Requirements | Change "Detect all instances of" to "Locate every" wherever it occurs in the lines below, leaving everything else unchanged. Omit the pictures from your answer.
## Start Input rows
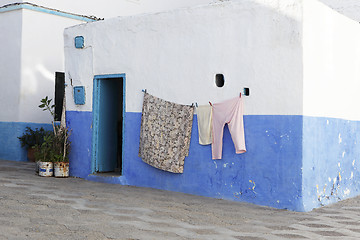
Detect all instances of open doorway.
[92,74,125,176]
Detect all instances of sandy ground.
[0,160,360,240]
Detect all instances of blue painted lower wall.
[66,111,303,211]
[303,117,360,211]
[0,122,52,162]
[66,111,92,178]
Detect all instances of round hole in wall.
[215,73,225,87]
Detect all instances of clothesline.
[141,88,250,107]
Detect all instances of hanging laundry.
[196,105,212,145]
[139,93,194,173]
[211,97,246,159]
## End Input rows
Answer to the problem |
Locate every open doorway.
[92,74,125,176]
Locate every sandy ground.
[0,160,360,240]
Locate every blue painted lower wall.
[66,111,303,211]
[303,117,360,211]
[0,122,52,162]
[66,111,92,178]
Locate every round hole in wall.
[215,73,225,87]
Locate every clothesline.
[141,88,250,107]
Locate every hanging laundry.
[196,105,212,145]
[139,93,194,173]
[211,97,246,159]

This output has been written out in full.